→ **HOW TO COMPLETE THIS TASK**:
From top to bottom, print the listing word for word and skip any pictures it contains.

→ **RECORDS SHOWN**:
· · · · · · ·

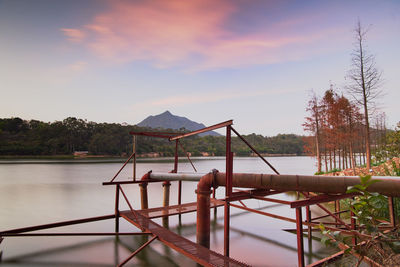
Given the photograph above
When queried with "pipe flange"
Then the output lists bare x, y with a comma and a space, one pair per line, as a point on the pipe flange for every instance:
214, 181
205, 192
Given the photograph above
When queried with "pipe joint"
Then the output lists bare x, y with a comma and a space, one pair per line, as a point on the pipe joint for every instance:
203, 192
214, 183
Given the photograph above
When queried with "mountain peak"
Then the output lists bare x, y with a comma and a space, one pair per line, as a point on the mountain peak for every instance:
167, 120
166, 113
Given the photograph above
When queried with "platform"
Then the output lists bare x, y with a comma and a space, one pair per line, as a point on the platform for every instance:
198, 253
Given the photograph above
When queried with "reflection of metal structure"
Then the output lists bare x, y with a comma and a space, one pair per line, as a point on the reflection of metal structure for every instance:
258, 186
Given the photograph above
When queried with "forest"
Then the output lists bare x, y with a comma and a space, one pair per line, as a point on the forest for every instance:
20, 137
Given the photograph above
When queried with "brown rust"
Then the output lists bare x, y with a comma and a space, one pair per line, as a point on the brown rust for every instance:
143, 191
203, 210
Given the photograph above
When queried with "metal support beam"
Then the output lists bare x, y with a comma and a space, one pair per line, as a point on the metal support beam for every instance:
207, 129
117, 208
166, 191
137, 251
228, 189
144, 203
57, 224
392, 211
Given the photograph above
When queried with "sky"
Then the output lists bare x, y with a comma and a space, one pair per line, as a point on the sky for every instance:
252, 61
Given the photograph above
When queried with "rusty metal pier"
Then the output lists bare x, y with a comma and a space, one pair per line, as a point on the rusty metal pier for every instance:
315, 190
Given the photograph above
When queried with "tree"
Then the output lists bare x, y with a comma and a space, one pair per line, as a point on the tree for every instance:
313, 125
365, 81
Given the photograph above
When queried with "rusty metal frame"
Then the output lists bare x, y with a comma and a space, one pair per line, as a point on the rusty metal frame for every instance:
206, 129
259, 194
137, 251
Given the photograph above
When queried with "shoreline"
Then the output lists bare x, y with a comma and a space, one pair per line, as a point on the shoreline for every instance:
110, 159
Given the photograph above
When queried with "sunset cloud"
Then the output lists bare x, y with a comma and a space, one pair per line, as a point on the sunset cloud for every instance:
192, 35
74, 35
209, 97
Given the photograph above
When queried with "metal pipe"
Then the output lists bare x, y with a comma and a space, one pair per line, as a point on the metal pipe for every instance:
193, 177
285, 182
203, 210
144, 203
392, 211
300, 246
117, 208
228, 189
207, 129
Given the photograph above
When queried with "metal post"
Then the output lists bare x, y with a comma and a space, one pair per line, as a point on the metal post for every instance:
308, 211
134, 157
117, 208
143, 196
337, 211
203, 217
228, 189
353, 227
300, 246
166, 187
309, 220
175, 171
392, 212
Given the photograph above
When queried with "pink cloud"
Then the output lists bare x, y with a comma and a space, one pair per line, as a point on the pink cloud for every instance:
193, 35
74, 35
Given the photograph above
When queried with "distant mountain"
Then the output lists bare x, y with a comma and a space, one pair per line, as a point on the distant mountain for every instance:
167, 120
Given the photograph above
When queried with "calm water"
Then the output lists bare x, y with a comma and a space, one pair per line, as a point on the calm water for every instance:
36, 192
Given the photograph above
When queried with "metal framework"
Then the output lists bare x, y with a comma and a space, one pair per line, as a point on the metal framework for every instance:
273, 184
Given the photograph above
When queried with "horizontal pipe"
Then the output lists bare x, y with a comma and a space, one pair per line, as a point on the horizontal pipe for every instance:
207, 129
58, 224
74, 234
193, 177
285, 182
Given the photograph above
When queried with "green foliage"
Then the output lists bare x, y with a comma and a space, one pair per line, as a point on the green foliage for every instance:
391, 148
367, 207
19, 137
370, 210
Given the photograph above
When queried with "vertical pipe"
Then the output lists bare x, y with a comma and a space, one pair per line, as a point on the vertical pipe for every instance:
143, 196
203, 218
309, 219
166, 187
179, 182
337, 210
203, 192
117, 208
134, 157
228, 190
353, 227
176, 156
392, 211
300, 247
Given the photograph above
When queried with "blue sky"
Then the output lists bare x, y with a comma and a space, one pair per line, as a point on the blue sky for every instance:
251, 61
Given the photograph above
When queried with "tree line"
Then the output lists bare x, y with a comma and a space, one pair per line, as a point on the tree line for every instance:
33, 137
342, 135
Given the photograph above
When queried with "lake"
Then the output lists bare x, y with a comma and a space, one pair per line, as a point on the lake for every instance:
34, 192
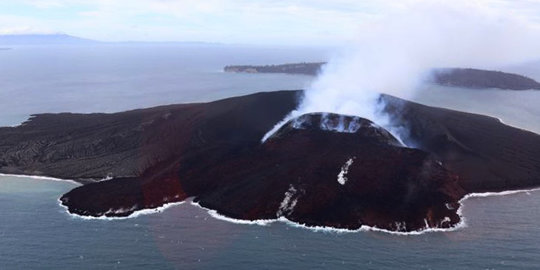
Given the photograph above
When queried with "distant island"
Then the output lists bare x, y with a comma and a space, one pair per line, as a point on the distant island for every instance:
477, 78
319, 169
457, 77
42, 39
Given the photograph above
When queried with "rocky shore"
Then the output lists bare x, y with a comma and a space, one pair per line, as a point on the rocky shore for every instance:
319, 169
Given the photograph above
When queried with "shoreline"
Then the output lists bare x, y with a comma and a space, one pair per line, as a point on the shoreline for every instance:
38, 177
266, 222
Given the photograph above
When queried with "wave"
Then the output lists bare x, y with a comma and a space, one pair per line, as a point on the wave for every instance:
41, 178
363, 228
265, 222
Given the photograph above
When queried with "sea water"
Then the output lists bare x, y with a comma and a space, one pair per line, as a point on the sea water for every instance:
500, 232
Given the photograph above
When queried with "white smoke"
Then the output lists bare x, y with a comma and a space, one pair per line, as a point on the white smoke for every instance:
393, 54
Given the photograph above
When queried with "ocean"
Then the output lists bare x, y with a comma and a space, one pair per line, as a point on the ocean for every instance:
500, 232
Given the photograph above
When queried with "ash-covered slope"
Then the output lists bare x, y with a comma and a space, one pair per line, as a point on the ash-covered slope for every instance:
307, 172
94, 146
486, 154
319, 170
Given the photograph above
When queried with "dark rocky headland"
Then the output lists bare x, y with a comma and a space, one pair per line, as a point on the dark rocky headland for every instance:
295, 68
457, 77
319, 169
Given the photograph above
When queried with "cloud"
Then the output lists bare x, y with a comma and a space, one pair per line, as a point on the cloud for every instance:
244, 21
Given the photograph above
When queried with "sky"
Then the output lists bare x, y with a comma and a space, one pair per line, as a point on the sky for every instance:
325, 22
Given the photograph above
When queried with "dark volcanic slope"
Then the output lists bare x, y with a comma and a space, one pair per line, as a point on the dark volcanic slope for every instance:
307, 174
476, 78
486, 154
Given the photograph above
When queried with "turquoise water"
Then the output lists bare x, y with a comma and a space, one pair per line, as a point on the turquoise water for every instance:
36, 233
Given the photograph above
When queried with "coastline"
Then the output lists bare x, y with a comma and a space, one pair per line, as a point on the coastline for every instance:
41, 178
265, 222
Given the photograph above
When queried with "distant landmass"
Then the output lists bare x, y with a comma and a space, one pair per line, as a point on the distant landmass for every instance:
42, 39
458, 77
477, 78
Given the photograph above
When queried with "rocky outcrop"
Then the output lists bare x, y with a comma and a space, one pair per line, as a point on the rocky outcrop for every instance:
476, 78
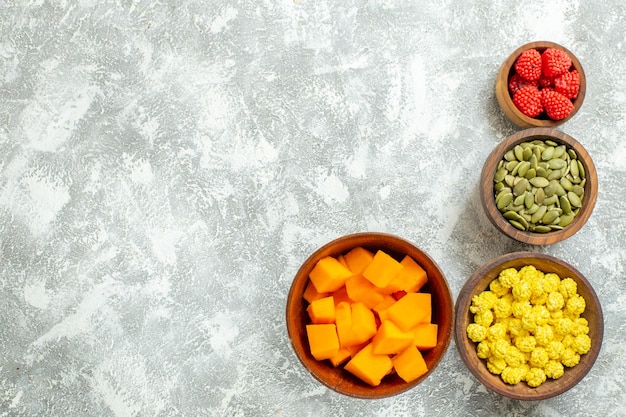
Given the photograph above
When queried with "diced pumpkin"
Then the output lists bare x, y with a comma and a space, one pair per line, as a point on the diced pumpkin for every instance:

· · · · · · ·

→ **WORKED SOLUTION**:
Given the photograph above
When queried with "pipe flange"
Then the output lists bare x, y with a comma and a space, one pair per line, as a point on the pipe flange for every instance:
214, 181
205, 192
Given the photograph above
When queried with "pipe joint"
Then the output lists bare x, y with a comma and a space, one pair per line, as a point on the pipe joint for every instance:
203, 192
214, 183
Given the photograph above
When queried with "mountain peak"
Then the output lists bare x, y with a comma and a space, one pair per line, as a point on the mountain peak for every instance:
167, 120
166, 113
Given the photograph above
When queried with "platform"
Then the output lists bare x, y with a comma and a space, one pair per line, as a point on the platform for every instance:
198, 253
Given the photograph above
When queried with "reflection of metal structure"
Then the output lists bare x, y with a comma and a space, one pair per line, as a point on the reflection of metal structure for every instance:
258, 186
Given the photograph above
When queried with "forest"
Then the output lists bare x, y with a comma and a space, one pair per line, as a point on the forest for every instance:
20, 137
Given the photograph above
When queried with "brown rust"
Then the output lists bare x, y with a comma and a space, one pair per line, as a point on the brown rust for every instance:
143, 191
203, 210
Given the photograph above
When queried with "metal support beam"
Then the output lists bare x, y with a comma and a space, one pair per line, as a point on the metal support beam for every instance:
207, 129
117, 208
166, 191
137, 251
228, 189
144, 203
57, 224
392, 211
Given the photograph above
When queried with "sky"
Then the output lists bare x, y with a comma and a space, one pair per line, as a point on the sky for every instance:
252, 61
Given the photograph above
When queried with "rusty metal pier"
Then the output lists bare x, y with a comma and a space, one pair per line, as a point on the rusty metal pier for every instance:
315, 190
Given the photograph above
When queried with "tree"
Then the output lists bare x, y with a comma and a space, one pair per line, as a point on the tree for every instance:
313, 125
365, 81
Given the photograph above
When queried with "rusty metal frame"
Then the output lists bare x, y with a comma and a space, one pair per line, as a point on the rusty metal frame for every instance:
206, 129
259, 194
137, 251
Given the photograph above
When queried with "shoreline"
Then the output lists bare x, y with a comma and a space, one pair per line, as a point on the shoreline for every instance:
110, 159
Given the photograph above
When queried with "sunset cloud"
Then the output lists bare x, y with a comma and a space, one pair per line, as a point on the sunset cloud for every instance:
192, 35
74, 35
209, 97
Given the photograph above
When queried with "metal pipe"
Then the output lists bare x, y with a comma and a space, one pair per line, as a point on the metal pipe for every instance:
193, 177
285, 182
203, 210
144, 203
392, 211
300, 246
117, 208
228, 189
207, 129
Given the photograph above
When queried with "metal post"
Then the output lists bare x, y with a comma and a space, one pair per line, as a point on the metal post for every instance:
308, 211
134, 157
117, 208
143, 196
337, 211
203, 217
228, 189
353, 227
300, 246
166, 187
309, 220
175, 171
392, 212
Given the photograph above
When queried with "pink cloud"
Then the output lists bare x, y with a comma and a space, one pair per line, as a point on the pink cloud for every instance:
193, 35
74, 35
Given the photograph above
When queried with "distant mountain"
Then the output lists bare x, y with a comma and a space, one pair per line, as a point on the distant mountain for every instance:
167, 120
Given the photograph above
When queried with "calm water"
Then the output lists bare x, y with a comma and a space, one pair per line, as a point on the calm water for every instance:
36, 192
Given the photograph above
When queried with "metal framework"
Then the output lists bare x, y with a comma and a space, one pair per line, as a point on the metal framework for every instance:
273, 184
Given the photograph above
When queried with "horizontal pipe"
Then the output lists bare x, y with a comma and a space, one pair per line, as a point on the horizontal pipe for every instance:
207, 129
58, 224
74, 234
193, 177
285, 182
Given the photograph above
When queried with "green foliage"
Then the output lists bare x, y with a comma and a space, one pair per line, as a point on the green foliage for every instance:
391, 148
367, 207
19, 137
370, 210
Given the photograph above
When queried with "vertical pipe"
Then the output lists bare x, y with a comma and a space, one pair per line, as a point on the vertical pipe for every instance:
143, 196
203, 218
309, 219
166, 187
179, 182
337, 210
203, 192
117, 208
134, 157
228, 190
353, 227
176, 156
392, 211
300, 247
Given the photograph above
When queried with "blue sky"
Then the output lists bare x, y with a comma and a space, one pair per line, as a point on the blue sky for every instance:
251, 61
Given the photograph above
When queried with "tree line"
Then the output lists bare x, y with a comma and a space, one pair per line, as a point on the tree line for every instance:
33, 137
342, 135
Given the photograph above
When queried with "lake"
Then the output lists bare x, y with a comma and a space, one pair per line, as a point on the lake for every instance:
34, 192
Given the photograph above
When queried with "distant island"
Then the output lists bare x, y with a comma and a space, one pair per line, as a point on the distant island for every instance:
477, 78
319, 169
457, 77
42, 39
Given the photograph above
When queried with "rocky shore"
Then the output lists bare x, y with a comma and a space, one pair per line, as a point on the rocky shore for every instance:
319, 169
Given the photograph above
When queried with "shoreline"
Then the output lists bare x, y with a comma and a space, one pair per line, as a point on the shoreline for every instance:
38, 177
266, 222
Given the photograph above
When queried with "wave"
Then the output lists bare x, y with a comma and a space, one pair per line, as a point on the wave for every instance:
41, 178
363, 228
265, 222
Given the photograph above
When queried with "sea water"
Then the output lists bare x, y with a comma and a space, one pair per line, as a point on the sea water for every instance:
500, 232
Given the photograph above
When queried with "white smoke"
Then the output lists bare x, y with a comma and a space, one pair per line, as a point on the white smoke for every instance:
393, 54
Given the photograph above
When queried with "ocean"
Then the output lists bare x, y with a comma and a space, one pair per line, as a point on the ocean for every instance:
500, 232
Given the photograph above
When queried with "ash-covered slope"
Then the output lists bare x, y with a comma and a space, one pair per line, as a point on the ash-covered slope for every instance:
307, 172
94, 146
486, 154
319, 170
Given the photograph above
When queried with "dark rocky headland"
Then the output lists bare x, y with a comma and a space, one pair per line, as a point on the dark rocky headland for every instance:
295, 68
457, 77
319, 169
Given the photograph above
When queried with "cloud"
Then the output lists bare x, y with a comma and a space, one pair per line, as a point on the cloud for every instance:
244, 21
Given the photograph above
When queried with "sky"
Then the output lists bare x, y with a comma and a space, one pair per line, as a point on the sky for every instance:
325, 22
Given the photograph above
When queried with "dark volcanic slope"
Then the output lists bare x, y with a comma and a space, one pair per line, as a point on the dark volcanic slope for every instance:
307, 174
476, 78
486, 154
Given the photograph above
When queried with "turquoise water"
Then the output lists bare x, y with a comma and a space, one pair per line, as a point on the turquoise water for every instance:
36, 233
Given the photograph above
When queried with "coastline"
Then the output lists bare x, y with a comma and a space, one pair per line, as a point on the coastline for every instance:
41, 178
265, 222
Given the photograph above
When queried with "distant landmass"
Then the output lists bare x, y with a comma and a space, one pair per line, as a point on the distant landmass for every instance:
42, 39
458, 77
477, 78
Given the photograph above
When queried with "rocky outcrop"
Then the output lists bare x, y with a comma and a space, one pair per line, as a point on the rocky outcrop for every instance:
476, 78
Given the photograph above
When queried with "diced pumpkin"
Then the output lists bare x, y with a comma and a space, one pair per line, as a point on the diced pumpkin for every instance:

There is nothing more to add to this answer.